◆ **The task**
Exactly reproduce the line that contains "[pin] wooden door" and all lines after it in the entries below, through the very last line.

◆ **Entries supplied**
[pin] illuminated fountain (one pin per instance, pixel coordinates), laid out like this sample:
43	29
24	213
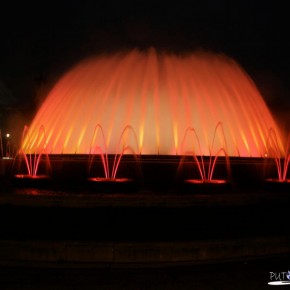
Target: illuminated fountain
206	169
33	166
98	148
281	159
158	96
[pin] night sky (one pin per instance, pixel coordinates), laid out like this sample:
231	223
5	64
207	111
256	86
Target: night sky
39	42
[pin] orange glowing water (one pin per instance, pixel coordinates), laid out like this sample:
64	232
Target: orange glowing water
158	96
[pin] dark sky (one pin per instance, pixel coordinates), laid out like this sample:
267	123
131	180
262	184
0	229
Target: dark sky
40	41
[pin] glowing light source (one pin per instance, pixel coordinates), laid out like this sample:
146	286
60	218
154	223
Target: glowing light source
159	96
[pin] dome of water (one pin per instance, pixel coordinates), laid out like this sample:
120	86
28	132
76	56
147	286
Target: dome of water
153	103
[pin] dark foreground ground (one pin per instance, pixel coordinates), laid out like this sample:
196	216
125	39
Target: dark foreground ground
143	240
242	275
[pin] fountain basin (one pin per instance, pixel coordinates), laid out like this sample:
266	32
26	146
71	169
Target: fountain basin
277	185
206	186
33	181
112	185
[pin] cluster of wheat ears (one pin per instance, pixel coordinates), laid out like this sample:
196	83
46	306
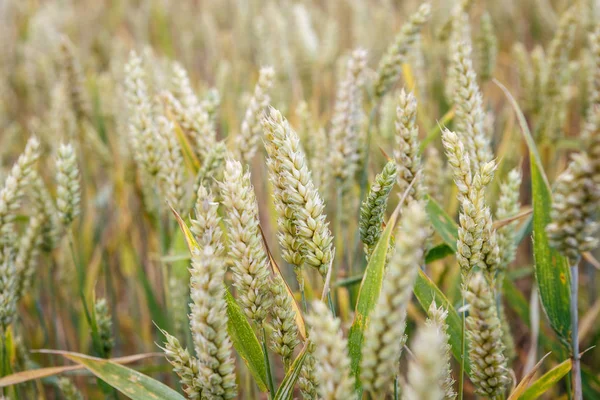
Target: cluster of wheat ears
363	229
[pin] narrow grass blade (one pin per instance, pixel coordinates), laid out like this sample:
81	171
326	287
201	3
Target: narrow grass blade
245	342
443	224
286	389
438	252
518	391
277	271
551	269
426	292
131	383
546	381
241	333
33	374
367	297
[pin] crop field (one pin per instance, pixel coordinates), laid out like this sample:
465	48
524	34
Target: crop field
299	199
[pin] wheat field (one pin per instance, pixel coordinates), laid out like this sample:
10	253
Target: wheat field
299	199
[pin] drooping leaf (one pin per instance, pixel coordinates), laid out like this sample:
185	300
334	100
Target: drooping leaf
241	333
32	374
245	341
516	393
551	268
546	381
367	297
131	383
443	224
438	252
286	389
277	271
426	292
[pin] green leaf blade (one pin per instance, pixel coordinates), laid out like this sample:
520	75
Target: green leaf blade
551	268
368	295
426	292
443	224
546	381
286	389
131	383
245	342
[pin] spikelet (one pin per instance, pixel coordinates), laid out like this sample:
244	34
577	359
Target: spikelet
539	67
384	336
68	194
477	243
184	365
558	53
592	120
390	65
206	226
487	47
14	186
104	324
28	250
284	337
211	103
61	117
68	389
319	163
212	167
308	381
331	354
573	228
189	112
142	129
460	33
425	371
434	174
489	371
300	208
525	73
345	122
557	63
437	319
508	206
469	230
406	152
208	324
248	140
248	256
449	27
469	109
182	87
172	168
178	294
372	210
51	230
75	81
507	337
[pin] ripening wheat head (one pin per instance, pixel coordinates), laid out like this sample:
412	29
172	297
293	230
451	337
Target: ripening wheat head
68	194
390	65
407	151
425	371
346	119
384	335
331	354
298	203
248	140
573	228
208	324
372	211
489	372
248	256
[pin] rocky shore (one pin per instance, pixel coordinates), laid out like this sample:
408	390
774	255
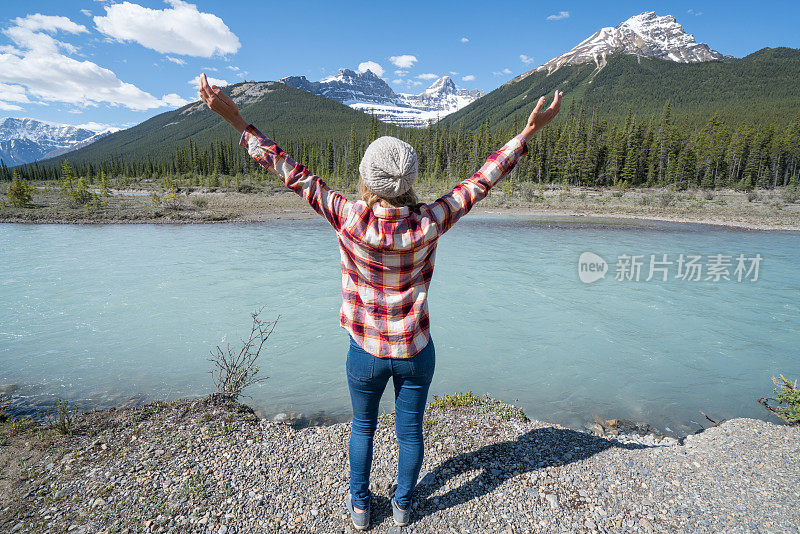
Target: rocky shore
213	467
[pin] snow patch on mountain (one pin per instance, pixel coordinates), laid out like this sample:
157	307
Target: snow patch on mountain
369	93
646	35
24	140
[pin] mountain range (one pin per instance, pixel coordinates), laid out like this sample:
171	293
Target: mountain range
369	93
24	140
636	66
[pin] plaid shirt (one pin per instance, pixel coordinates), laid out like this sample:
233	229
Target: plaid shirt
387	253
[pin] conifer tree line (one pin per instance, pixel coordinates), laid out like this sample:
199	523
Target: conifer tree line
577	149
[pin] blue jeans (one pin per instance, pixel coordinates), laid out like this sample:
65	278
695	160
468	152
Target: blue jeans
367	376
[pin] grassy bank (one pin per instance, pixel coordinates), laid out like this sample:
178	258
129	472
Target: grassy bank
148	202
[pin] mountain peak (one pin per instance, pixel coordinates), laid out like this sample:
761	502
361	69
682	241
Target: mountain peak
646	34
368	92
23	140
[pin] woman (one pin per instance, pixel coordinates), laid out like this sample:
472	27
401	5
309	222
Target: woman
387	241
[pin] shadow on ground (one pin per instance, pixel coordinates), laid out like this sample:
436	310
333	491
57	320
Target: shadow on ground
534	450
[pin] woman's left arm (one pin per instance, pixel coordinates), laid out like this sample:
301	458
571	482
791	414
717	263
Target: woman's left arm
325	201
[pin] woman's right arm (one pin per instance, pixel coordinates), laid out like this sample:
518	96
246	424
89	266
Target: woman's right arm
451	207
325	201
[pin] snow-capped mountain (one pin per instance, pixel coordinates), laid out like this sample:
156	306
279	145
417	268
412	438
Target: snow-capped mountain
28	140
646	35
369	93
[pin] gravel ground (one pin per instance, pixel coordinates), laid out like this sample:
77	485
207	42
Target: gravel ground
198	466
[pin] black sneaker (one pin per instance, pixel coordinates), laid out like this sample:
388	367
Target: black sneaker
360	519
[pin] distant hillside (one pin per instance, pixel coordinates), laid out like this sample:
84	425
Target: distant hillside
761	87
273	107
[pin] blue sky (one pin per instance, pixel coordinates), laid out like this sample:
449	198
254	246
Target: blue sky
119	63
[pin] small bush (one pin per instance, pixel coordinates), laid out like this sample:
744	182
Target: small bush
232	372
20	192
666	198
791	193
788	398
246	188
455	400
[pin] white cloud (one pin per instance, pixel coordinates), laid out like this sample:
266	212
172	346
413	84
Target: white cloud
370	65
13	93
559	16
31	33
49	75
179	29
219	82
406	61
174	100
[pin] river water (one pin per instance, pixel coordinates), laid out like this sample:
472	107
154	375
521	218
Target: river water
104	313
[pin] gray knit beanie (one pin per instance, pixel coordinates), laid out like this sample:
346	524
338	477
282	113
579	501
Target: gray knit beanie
389	167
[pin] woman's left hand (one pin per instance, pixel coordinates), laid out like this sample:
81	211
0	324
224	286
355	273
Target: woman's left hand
220	103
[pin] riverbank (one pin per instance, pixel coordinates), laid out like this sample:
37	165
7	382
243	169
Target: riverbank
204	466
759	210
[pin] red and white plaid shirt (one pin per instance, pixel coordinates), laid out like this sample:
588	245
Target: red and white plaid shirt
387	253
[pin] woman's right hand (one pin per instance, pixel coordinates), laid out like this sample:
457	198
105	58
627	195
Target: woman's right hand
539	119
220	103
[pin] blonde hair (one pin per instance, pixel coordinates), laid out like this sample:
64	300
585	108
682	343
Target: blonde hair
409	198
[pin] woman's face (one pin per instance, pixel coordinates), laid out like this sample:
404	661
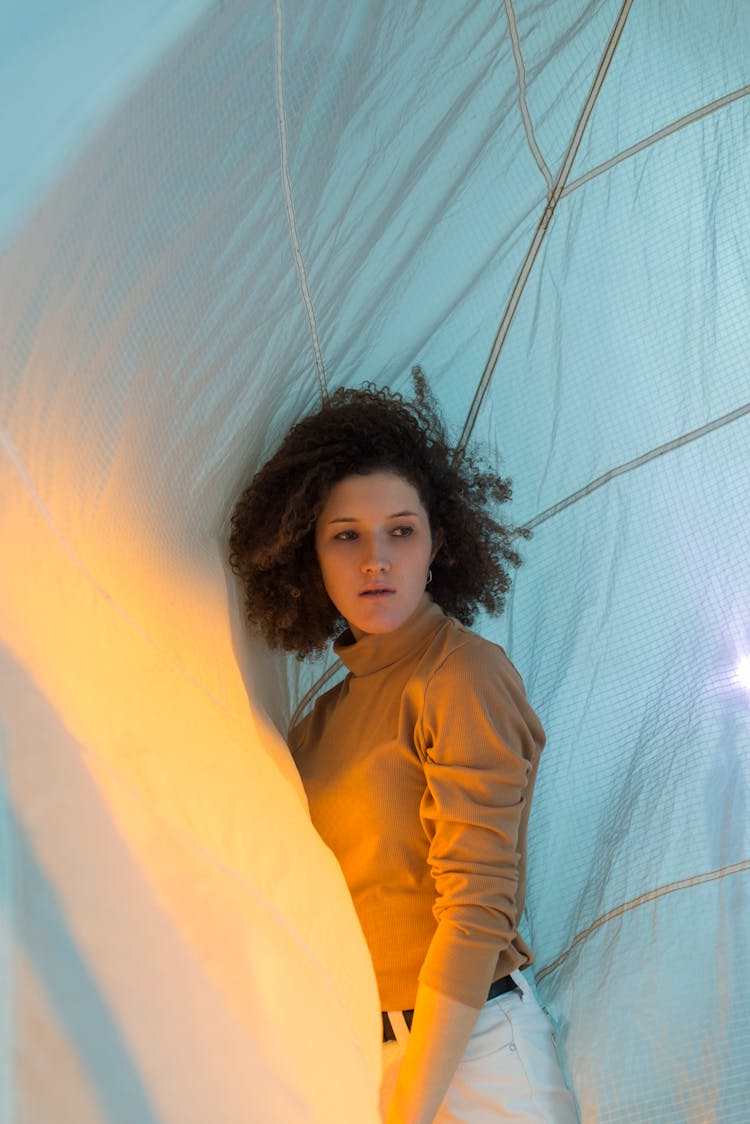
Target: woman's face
375	547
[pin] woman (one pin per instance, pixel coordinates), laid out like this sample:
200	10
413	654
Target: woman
419	766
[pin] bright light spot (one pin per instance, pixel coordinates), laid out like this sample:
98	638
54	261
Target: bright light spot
743	672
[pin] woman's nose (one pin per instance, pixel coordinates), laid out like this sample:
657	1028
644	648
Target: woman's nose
375	561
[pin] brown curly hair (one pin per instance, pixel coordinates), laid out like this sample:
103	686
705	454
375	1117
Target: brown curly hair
359	432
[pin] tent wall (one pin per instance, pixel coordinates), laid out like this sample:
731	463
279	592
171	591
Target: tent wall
250	205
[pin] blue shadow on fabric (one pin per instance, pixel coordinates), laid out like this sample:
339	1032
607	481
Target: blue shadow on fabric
60	968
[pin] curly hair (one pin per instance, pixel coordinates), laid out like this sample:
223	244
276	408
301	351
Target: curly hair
357	433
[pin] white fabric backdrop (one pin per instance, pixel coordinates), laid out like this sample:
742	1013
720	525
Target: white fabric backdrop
211	211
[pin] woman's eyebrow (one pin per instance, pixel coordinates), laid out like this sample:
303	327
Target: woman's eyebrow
353	518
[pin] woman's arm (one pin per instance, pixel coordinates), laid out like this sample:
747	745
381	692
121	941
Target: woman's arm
440	1032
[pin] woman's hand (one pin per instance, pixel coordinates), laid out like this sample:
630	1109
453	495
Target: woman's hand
440	1032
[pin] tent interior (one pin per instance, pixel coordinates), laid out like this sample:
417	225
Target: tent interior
213	215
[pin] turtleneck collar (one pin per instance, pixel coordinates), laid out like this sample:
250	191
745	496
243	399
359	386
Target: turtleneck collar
377	651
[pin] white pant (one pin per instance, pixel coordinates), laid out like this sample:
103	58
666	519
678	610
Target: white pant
509	1069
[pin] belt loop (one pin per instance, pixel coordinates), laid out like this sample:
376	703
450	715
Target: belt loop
521	982
398	1024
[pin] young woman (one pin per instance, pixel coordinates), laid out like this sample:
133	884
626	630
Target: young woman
419	764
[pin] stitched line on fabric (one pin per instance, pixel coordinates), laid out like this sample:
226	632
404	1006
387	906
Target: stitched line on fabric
289	204
668	129
543	224
636	462
525	116
660	891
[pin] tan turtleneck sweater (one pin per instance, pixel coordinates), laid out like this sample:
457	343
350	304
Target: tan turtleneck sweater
418	769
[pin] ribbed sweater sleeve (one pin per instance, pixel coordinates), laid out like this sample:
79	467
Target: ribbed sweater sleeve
479	741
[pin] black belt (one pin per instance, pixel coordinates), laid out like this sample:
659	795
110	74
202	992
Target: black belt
499	987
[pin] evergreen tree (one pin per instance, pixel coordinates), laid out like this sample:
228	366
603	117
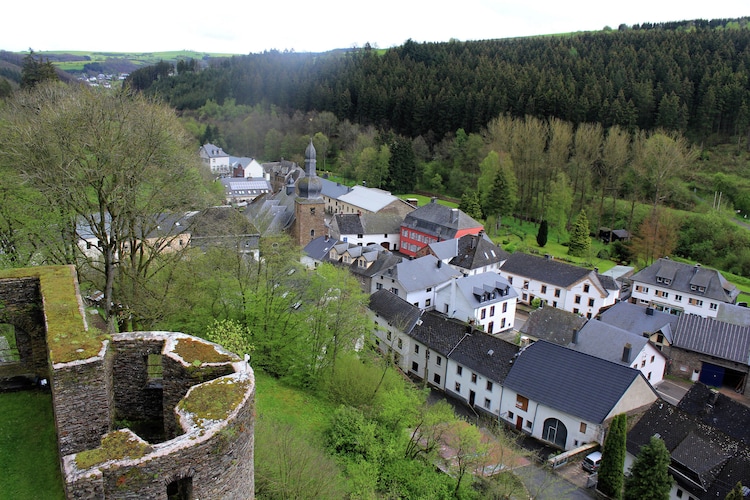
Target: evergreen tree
541	235
649	477
580	241
611	477
470	204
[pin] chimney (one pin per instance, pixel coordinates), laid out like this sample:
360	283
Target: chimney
626	353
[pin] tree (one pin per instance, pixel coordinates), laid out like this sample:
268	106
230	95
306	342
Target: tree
113	160
580	241
649	477
541	235
611	477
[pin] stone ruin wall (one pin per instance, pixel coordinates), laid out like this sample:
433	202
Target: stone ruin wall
88	395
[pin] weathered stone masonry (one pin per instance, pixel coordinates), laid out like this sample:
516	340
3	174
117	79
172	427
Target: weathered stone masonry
203	397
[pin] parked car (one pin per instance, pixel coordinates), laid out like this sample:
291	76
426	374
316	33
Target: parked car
592	462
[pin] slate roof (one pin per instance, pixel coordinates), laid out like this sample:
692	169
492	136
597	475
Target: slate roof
569	381
608	342
718	410
438	220
706	462
682	277
553	324
715	338
485	354
395	310
421	273
637	320
545	270
475	252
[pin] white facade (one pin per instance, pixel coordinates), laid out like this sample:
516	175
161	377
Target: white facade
547	424
474	388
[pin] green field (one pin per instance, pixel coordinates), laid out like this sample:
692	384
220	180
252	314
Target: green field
29	462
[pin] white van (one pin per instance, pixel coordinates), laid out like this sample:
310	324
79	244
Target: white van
592	462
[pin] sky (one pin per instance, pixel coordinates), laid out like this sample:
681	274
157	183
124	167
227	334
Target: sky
242	27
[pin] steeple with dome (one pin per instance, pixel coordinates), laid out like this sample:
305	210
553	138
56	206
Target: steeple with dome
310	186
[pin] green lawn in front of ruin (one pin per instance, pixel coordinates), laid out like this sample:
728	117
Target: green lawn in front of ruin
29	462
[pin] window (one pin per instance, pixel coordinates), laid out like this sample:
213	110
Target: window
522	403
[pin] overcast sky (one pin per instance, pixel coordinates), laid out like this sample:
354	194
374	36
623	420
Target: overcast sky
242	27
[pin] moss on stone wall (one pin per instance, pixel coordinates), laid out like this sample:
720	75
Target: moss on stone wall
214	400
115	446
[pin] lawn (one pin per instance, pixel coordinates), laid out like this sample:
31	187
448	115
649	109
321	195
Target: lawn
28	448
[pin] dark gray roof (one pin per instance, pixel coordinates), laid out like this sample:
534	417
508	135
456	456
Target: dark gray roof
569	381
608	342
440	333
319	247
545	270
439	221
712	337
553	324
485	354
706	462
684	277
714	408
476	252
395	310
636	319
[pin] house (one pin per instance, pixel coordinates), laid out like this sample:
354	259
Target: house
363	262
434	222
711	351
469	254
363	229
657	326
215	159
241	190
707	438
567	398
565	286
620	346
415	280
551	324
342	199
486	300
679	288
477	368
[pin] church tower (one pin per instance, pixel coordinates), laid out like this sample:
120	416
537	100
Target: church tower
309	206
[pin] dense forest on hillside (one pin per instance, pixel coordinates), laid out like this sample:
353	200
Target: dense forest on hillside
691	77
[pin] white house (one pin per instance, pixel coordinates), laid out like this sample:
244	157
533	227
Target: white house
565	286
486	300
415	280
680	288
567	398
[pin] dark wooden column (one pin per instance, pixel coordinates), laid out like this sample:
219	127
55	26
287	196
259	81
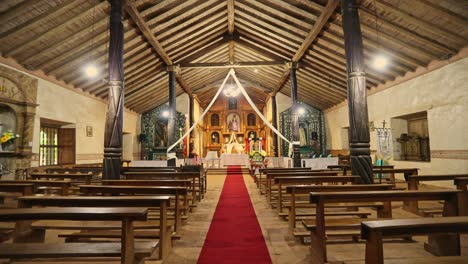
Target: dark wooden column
191	121
359	146
172	107
274	114
115	106
295	117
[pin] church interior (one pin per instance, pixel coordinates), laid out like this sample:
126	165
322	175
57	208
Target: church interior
233	131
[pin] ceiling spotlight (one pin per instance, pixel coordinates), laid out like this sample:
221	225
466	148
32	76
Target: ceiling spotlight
301	110
91	70
380	62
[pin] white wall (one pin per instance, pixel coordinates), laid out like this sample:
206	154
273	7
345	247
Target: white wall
58	103
443	93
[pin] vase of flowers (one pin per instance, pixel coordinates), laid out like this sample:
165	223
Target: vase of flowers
7	140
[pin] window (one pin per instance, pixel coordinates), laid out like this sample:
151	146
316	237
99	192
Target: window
48	149
214	120
251	120
412	137
57	145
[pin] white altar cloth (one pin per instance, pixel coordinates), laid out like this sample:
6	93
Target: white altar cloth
319	163
154	163
235	159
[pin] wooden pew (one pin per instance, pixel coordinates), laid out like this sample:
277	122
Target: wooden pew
174	191
62	186
127	249
162	202
413	182
271	176
194	176
296	190
73	177
282	181
346	167
319	199
23	188
177	183
375	231
265	171
406	171
462	184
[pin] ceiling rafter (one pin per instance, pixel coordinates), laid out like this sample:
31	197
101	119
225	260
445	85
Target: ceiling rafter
319	24
141	24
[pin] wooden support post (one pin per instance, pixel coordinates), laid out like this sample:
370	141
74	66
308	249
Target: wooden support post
115	106
275	125
359	146
172	106
191	122
295	117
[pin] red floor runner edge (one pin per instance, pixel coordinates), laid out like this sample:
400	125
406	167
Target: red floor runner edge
234	235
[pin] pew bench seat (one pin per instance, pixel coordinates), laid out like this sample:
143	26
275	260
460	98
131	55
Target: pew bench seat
435	260
375	231
302	215
70	250
337	224
77	225
111	234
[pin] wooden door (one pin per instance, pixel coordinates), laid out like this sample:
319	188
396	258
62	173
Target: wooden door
66	148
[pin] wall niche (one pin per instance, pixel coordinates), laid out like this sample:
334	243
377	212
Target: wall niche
18	97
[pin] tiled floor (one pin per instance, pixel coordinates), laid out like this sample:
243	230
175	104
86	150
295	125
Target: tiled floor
283	248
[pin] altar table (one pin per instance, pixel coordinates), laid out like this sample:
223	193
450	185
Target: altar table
319	163
235	159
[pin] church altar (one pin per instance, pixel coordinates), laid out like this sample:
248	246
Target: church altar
235	159
319	163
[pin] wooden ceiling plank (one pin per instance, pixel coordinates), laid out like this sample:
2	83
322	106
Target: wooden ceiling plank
177	26
424	25
322	20
205	50
280	41
230	10
248	19
77	38
264	44
51	32
141	24
234	65
317	28
272	21
136	17
28	25
188	36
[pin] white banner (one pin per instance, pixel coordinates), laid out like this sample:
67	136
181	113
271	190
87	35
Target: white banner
384	143
247	97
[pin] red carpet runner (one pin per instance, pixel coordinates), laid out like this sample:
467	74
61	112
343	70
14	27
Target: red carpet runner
234	235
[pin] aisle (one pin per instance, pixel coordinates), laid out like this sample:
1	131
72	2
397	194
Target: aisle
234	235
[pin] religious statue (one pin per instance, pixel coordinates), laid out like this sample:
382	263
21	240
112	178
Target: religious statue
234	124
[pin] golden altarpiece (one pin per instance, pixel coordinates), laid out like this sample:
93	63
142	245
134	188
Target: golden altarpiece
229	124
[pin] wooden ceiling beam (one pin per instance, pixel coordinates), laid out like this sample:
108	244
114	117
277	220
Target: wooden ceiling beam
19	47
242	64
48	15
141	24
209	48
230	7
417	21
322	20
319	24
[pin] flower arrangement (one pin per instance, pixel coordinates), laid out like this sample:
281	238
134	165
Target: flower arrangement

◆ **Expected answer**
[pin] wooden door (one pin per instance, pixel coordinates), laid out like this sample:
319	188
396	258
62	173
Target: wooden door
66	148
[pin] wall niche (one pin per instance, pixel coordinates), laid out like this sample:
334	243
377	212
Target: wall niche
18	97
[pin] tiled floor (one pin per instance, pixel coordinates), laid out like this sample:
243	230
175	104
86	150
295	125
Target: tiled floor
283	248
[pin] altar table (one pin per instance, pixel coordinates), laid out like this sample:
223	193
450	185
Target: altar table
319	163
235	159
[pin] church altar (one pin per instance, pixel coordinates), laid out like this sample:
248	246
Target: church altar
235	159
319	163
[pin] wooden ceiling plank (one pin per instance, pixel coordinates), laid out like this sample:
2	83
322	106
Target: wooden ceiling plank
177	26
424	25
322	20
205	50
280	41
230	10
248	19
77	38
264	44
51	32
141	24
234	65
317	28
272	21
136	17
28	25
188	36
[pin] white banner (one pin per instance, pixel coordinates), laid out like this sample:
67	136
181	113
271	190
87	35
Target: white banner
384	143
247	97
[pin] red carpet runner (one pin per instance, pixel coordinates), laid out like this sample:
467	74
61	112
343	70
14	27
Target: red carpet runner
234	235
[pin] aisle (one pin per instance, pixel coordinates), laid out like this sample:
1	131
72	2
397	194
Target: aisle
234	235
[pin] religious statue (one pin per instance, pixel coordinates), laid out like this sample:
382	263
21	240
112	178
Target: religious statue
234	124
[pin] golden altarpiece (one pin per instance, pixel coordinates), laid out like this sample:
93	63
142	245
134	188
Target: golden altarpiece
229	124
[pin] wooden ceiling beam (one pin per instance, pixel coordinates), laid out like this sample:
108	244
114	117
277	220
Target: wooden ceiling beam
19	47
242	64
48	15
141	24
209	48
230	7
417	21
322	20
319	24
[pin] flower arrangement (one pin per instance, pixel coordinates), laid out like this sample:
281	238
134	165
Target: flower arrangement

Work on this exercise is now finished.